[Photo object pointing records]
::::::::::

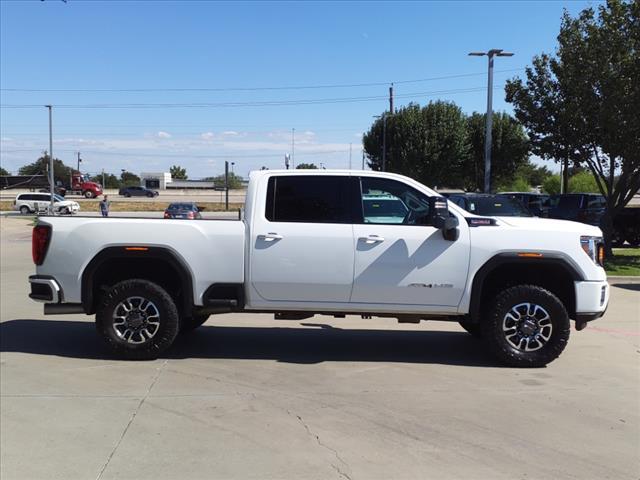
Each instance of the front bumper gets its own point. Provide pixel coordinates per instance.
(45, 289)
(592, 299)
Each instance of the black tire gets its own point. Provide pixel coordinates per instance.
(162, 334)
(499, 330)
(188, 324)
(472, 327)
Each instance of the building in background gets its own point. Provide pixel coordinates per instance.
(155, 180)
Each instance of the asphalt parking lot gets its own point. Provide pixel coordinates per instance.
(246, 396)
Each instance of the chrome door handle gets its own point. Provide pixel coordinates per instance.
(373, 239)
(271, 236)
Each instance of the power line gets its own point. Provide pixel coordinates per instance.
(249, 89)
(179, 155)
(270, 103)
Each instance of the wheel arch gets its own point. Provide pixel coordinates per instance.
(157, 264)
(553, 271)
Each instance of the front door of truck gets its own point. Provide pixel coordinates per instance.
(302, 243)
(400, 259)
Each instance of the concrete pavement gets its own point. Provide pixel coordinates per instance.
(246, 396)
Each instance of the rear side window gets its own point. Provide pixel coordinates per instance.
(308, 199)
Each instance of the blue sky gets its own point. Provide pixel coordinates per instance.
(238, 54)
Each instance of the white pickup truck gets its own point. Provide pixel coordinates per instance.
(331, 243)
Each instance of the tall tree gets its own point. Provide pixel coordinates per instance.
(178, 173)
(582, 103)
(509, 150)
(429, 144)
(61, 172)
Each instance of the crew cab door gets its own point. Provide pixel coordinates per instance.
(400, 259)
(302, 242)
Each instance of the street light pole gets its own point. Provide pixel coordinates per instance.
(489, 119)
(50, 158)
(384, 140)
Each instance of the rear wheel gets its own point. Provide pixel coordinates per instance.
(137, 319)
(191, 323)
(527, 326)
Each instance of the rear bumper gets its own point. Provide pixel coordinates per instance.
(45, 289)
(592, 299)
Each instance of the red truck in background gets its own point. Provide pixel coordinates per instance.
(81, 185)
(78, 184)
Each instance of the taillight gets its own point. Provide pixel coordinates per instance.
(601, 254)
(39, 243)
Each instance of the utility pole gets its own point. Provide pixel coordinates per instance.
(226, 185)
(495, 52)
(293, 145)
(50, 158)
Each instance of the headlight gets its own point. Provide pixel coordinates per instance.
(593, 247)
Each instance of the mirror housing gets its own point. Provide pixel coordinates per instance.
(440, 218)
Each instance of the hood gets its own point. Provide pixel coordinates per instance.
(550, 225)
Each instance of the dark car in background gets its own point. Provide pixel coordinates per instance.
(490, 205)
(186, 210)
(137, 192)
(579, 207)
(536, 203)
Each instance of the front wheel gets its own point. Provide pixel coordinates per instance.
(527, 326)
(137, 319)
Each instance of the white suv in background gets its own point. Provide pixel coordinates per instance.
(32, 202)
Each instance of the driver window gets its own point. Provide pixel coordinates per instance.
(391, 202)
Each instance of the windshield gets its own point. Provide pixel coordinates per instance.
(497, 206)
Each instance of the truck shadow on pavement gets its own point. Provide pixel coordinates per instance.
(304, 344)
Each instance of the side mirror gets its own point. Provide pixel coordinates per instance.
(439, 217)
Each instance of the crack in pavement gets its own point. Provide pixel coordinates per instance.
(327, 447)
(133, 416)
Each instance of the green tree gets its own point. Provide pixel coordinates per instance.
(582, 103)
(61, 172)
(583, 182)
(128, 179)
(509, 150)
(178, 173)
(429, 144)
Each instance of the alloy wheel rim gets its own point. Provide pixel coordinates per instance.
(136, 320)
(527, 327)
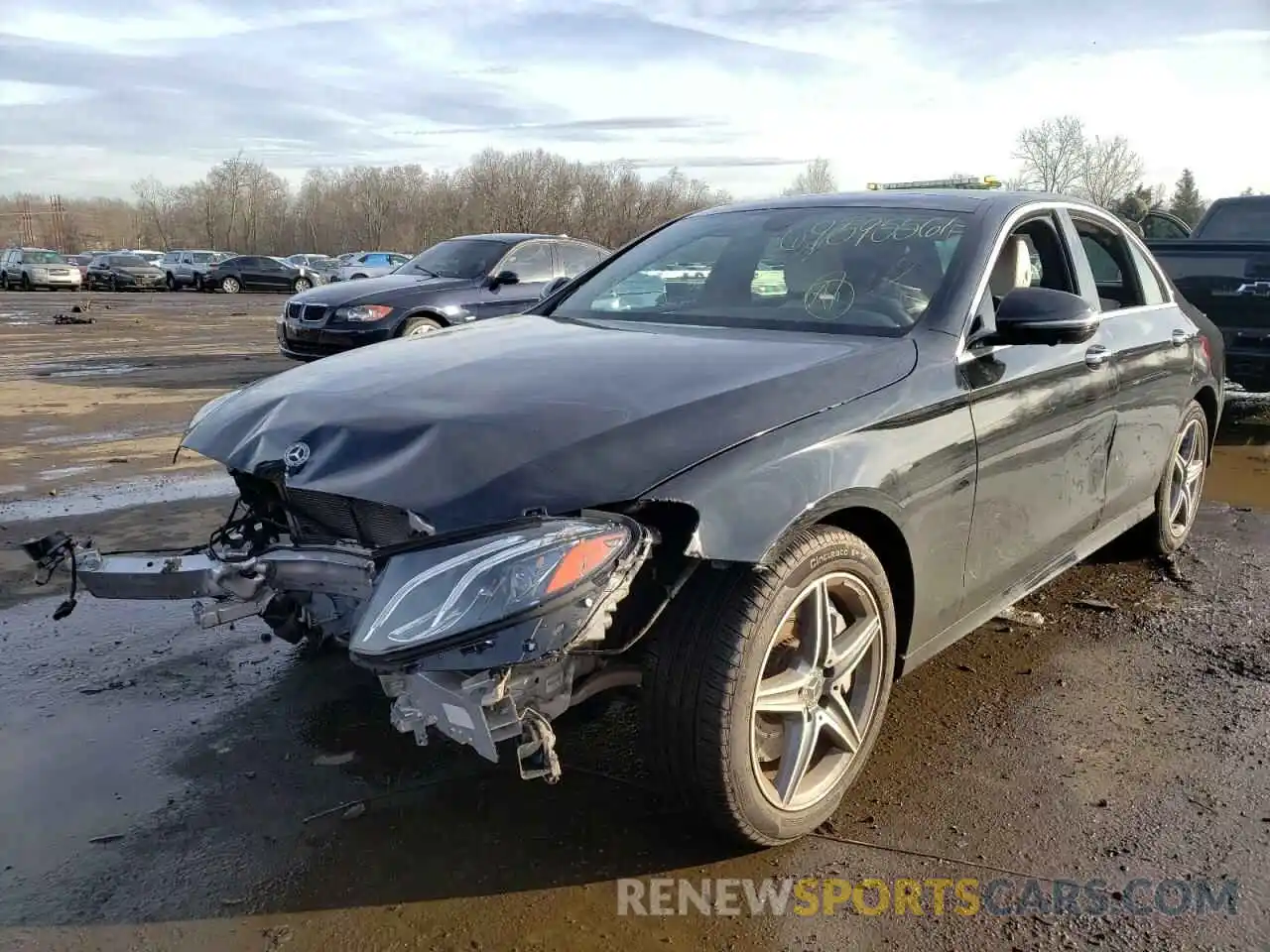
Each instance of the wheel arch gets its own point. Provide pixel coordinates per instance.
(430, 312)
(873, 517)
(887, 539)
(1206, 398)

::::::::::

— PROMPT —
Scale the pixel coordinates in the answers by 0.75, rounding each to a whole number with halves going up, and give all the lines again, requests included, for everything from the line containing "Each instance of the side" down to the end of the records. Leave the requests unchanged and leave the pictures out of the answer.

— SOLUTION FOR THIS EXERCISE —
Each instance of the side mirror gets its own point. Provide pixel coordinates per instance.
(329, 163)
Each instance of the crack in pavement gets its own point. Provide pixel coordinates per instance.
(245, 335)
(100, 312)
Each instance of the green tree gets its own point. Provide pixel coordinates per instance.
(437, 77)
(46, 129)
(437, 137)
(96, 134)
(382, 113)
(134, 130)
(322, 108)
Each instance of the alloy wheel rim gets its own point. Provide pixel coordinates per instance.
(102, 240)
(395, 245)
Each instance of the wheel arch gets its own point. Provide pixel coordinates per instance.
(323, 234)
(655, 388)
(665, 404)
(905, 299)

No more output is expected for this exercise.